#### WHAT YOU HAVE TO DO
Below are the entries; output exactly the lines from the one containing "Provide one marker per instance of the sailboat in" through the final line, inclusive.

>>

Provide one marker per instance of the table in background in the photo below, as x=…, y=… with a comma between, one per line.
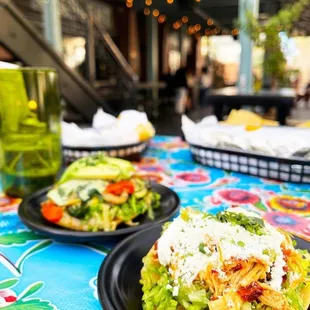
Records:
x=282, y=100
x=47, y=275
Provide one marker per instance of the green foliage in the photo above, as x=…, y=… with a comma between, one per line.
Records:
x=284, y=20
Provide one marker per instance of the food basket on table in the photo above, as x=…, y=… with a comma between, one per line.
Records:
x=125, y=137
x=280, y=153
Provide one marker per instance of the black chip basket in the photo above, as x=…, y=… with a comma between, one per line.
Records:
x=131, y=152
x=282, y=169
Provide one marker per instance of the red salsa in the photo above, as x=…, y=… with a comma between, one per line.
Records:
x=251, y=292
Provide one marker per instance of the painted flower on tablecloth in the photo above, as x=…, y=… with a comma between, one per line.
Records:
x=7, y=297
x=193, y=177
x=176, y=144
x=271, y=181
x=148, y=161
x=290, y=204
x=286, y=221
x=8, y=203
x=158, y=177
x=237, y=196
x=223, y=182
x=151, y=168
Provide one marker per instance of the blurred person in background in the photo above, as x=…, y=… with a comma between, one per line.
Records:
x=205, y=84
x=182, y=102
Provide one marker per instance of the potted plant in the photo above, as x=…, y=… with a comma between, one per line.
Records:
x=266, y=35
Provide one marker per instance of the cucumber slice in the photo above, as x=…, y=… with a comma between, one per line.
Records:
x=139, y=185
x=140, y=194
x=101, y=172
x=120, y=163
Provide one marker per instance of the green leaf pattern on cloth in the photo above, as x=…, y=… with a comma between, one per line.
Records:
x=8, y=283
x=31, y=304
x=18, y=238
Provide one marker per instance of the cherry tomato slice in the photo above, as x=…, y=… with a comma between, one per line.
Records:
x=51, y=212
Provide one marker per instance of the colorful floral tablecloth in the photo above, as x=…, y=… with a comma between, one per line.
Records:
x=38, y=273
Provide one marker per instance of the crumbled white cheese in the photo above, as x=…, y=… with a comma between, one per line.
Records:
x=230, y=303
x=293, y=276
x=175, y=291
x=189, y=246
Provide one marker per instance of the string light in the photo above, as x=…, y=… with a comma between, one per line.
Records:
x=162, y=19
x=184, y=19
x=177, y=24
x=210, y=22
x=147, y=11
x=155, y=13
x=197, y=27
x=207, y=32
x=235, y=32
x=129, y=4
x=191, y=29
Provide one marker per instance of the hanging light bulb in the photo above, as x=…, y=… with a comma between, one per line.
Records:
x=155, y=13
x=210, y=22
x=161, y=19
x=129, y=4
x=197, y=27
x=147, y=11
x=184, y=19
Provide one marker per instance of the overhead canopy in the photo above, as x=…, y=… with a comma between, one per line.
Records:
x=223, y=12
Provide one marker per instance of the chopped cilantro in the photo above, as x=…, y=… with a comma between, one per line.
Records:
x=184, y=215
x=241, y=244
x=202, y=248
x=61, y=192
x=252, y=224
x=271, y=253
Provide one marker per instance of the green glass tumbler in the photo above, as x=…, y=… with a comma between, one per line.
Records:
x=30, y=138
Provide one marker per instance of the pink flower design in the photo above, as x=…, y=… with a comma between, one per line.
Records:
x=223, y=181
x=237, y=196
x=7, y=297
x=287, y=221
x=193, y=177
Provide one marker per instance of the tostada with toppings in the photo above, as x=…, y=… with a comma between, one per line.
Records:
x=98, y=193
x=233, y=261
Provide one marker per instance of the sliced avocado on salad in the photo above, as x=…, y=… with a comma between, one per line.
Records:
x=98, y=166
x=98, y=193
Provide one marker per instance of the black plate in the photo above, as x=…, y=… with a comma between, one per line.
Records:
x=119, y=275
x=29, y=213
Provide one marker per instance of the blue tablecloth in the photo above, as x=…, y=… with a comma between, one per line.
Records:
x=37, y=273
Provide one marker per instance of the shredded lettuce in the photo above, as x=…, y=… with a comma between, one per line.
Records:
x=193, y=297
x=254, y=225
x=294, y=299
x=155, y=286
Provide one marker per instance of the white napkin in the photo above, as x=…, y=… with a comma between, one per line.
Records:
x=107, y=130
x=274, y=141
x=103, y=120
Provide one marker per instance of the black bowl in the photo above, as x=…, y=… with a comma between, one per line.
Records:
x=29, y=213
x=119, y=275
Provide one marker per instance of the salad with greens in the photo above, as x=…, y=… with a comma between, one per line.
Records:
x=98, y=193
x=233, y=261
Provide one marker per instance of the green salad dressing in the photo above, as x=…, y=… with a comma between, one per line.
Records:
x=30, y=143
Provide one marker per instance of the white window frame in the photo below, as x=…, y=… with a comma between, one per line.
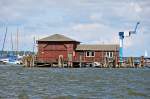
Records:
x=90, y=53
x=109, y=54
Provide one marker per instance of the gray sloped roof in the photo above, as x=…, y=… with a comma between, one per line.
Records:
x=57, y=37
x=97, y=47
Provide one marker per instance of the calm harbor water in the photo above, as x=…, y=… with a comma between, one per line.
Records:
x=17, y=82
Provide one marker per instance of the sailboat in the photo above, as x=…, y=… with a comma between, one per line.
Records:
x=10, y=58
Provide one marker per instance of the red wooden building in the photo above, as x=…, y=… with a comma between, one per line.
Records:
x=59, y=48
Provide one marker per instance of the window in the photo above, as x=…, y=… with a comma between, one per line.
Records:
x=90, y=54
x=109, y=54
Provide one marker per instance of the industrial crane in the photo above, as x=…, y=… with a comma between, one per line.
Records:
x=122, y=35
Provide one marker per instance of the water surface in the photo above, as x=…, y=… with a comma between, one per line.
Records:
x=17, y=82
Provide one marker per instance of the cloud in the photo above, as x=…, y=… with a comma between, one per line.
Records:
x=89, y=21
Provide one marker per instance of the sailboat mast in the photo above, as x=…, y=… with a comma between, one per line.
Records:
x=17, y=41
x=4, y=41
x=12, y=46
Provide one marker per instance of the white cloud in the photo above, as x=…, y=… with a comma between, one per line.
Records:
x=91, y=21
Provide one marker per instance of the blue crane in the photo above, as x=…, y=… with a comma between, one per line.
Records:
x=122, y=36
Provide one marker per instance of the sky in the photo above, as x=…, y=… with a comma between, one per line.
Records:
x=88, y=21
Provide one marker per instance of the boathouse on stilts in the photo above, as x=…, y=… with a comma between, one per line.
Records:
x=60, y=51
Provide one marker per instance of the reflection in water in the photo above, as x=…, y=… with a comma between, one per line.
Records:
x=17, y=82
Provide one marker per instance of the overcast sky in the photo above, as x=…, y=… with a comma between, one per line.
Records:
x=88, y=21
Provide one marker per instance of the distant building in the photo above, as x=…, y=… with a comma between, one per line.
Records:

<<

#### RESULT OF THIS EXERCISE
Provide one marker per instance of the sailboat in the photo above, as x=…, y=… with a comma between, one per line.
Records:
x=10, y=58
Provide one marker per instance of the red wooden building in the photo above, as x=…, y=… with a comma between, one per line.
Records:
x=59, y=48
Provide one marker per instance of the window in the photo above, as x=…, y=… with a comma between, one per line.
Records:
x=90, y=54
x=109, y=54
Provide one marker per instance of the industrial crane in the photo above, as x=…, y=… with a comma between, one per line.
Records:
x=122, y=35
Provide one marker per instance of the water surface in the photo above, as x=…, y=… with a comma between, one per line.
Records:
x=17, y=82
Provide one marker per instance of the cloud in the photo above, as x=…, y=… with a comma between, one per line.
Records:
x=89, y=21
Provide one marker per instance of the sailboat mast in the photo above, as x=…, y=… with a comma between, one per line.
Records:
x=17, y=41
x=4, y=41
x=12, y=46
Provide one marker per instance of the white cloud in the photo above, as x=…, y=… with a comma between, one per line.
Records:
x=91, y=21
Provide one marker per instance of the blue crane in the photo above, as x=…, y=… with a comma between, one per line.
Records:
x=122, y=36
Provide one marker per instance of the sky in the photo above, as x=…, y=… with a comma between, one per line.
Records:
x=88, y=21
Provide one marker per instance of the boathouse on stilts in the photo above, as x=…, y=… with a comma between, one per line.
Records:
x=60, y=51
Provide one marker per instance of the reflection in water in the photo above, as x=…, y=… with a comma between, one per line.
Records:
x=17, y=82
Provide one marker per instance of the overcast sky in the photo above, as x=…, y=… with a comma between, one per line.
Records:
x=88, y=21
Provide one marker per instance of the distant building in the photo above, as x=…, y=… with a comma between, one per line.
Records:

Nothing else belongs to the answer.